[Saved data entries]
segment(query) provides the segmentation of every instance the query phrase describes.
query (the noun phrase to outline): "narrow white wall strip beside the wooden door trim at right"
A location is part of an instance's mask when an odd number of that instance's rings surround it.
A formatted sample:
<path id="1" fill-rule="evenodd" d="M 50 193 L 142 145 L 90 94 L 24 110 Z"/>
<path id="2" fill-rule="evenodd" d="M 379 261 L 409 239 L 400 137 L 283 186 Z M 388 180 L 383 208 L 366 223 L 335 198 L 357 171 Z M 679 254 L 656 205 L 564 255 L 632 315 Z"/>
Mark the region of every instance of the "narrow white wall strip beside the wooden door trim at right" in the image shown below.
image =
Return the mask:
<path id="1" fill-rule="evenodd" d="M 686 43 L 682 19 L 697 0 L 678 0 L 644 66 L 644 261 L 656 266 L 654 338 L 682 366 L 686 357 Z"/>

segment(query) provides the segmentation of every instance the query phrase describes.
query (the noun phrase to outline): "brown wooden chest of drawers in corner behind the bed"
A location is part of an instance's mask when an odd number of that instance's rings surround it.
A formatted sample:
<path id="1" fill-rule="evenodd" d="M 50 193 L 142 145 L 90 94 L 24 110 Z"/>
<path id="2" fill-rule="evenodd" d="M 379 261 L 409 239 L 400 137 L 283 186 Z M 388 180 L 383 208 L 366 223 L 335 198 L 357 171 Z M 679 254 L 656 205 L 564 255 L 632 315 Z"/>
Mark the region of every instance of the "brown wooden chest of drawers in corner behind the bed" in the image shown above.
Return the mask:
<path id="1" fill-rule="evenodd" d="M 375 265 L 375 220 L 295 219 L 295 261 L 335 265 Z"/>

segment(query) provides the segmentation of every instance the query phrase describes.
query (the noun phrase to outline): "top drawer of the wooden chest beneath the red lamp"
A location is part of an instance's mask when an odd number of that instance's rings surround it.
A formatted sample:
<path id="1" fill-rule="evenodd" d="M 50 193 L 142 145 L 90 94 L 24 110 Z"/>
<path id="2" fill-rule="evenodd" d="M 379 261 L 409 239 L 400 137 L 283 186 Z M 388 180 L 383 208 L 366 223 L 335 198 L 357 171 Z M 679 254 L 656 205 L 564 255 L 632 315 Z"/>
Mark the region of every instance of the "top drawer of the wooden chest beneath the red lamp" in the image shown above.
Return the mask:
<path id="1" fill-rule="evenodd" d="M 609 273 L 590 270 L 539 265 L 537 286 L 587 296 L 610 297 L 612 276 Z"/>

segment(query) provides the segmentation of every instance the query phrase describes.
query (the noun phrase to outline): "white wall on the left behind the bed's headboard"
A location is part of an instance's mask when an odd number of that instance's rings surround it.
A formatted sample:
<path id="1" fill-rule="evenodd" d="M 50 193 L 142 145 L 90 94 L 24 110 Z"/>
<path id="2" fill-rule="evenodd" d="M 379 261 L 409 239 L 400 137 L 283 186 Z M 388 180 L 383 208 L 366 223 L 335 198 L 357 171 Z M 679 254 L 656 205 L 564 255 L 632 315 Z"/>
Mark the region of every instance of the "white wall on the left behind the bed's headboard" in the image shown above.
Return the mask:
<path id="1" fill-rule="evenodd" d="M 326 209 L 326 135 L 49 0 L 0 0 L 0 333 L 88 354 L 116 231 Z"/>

**Work request**
Lines in the data holding the word "lamp": count them and say how many, nothing more.

**Answer to this task**
2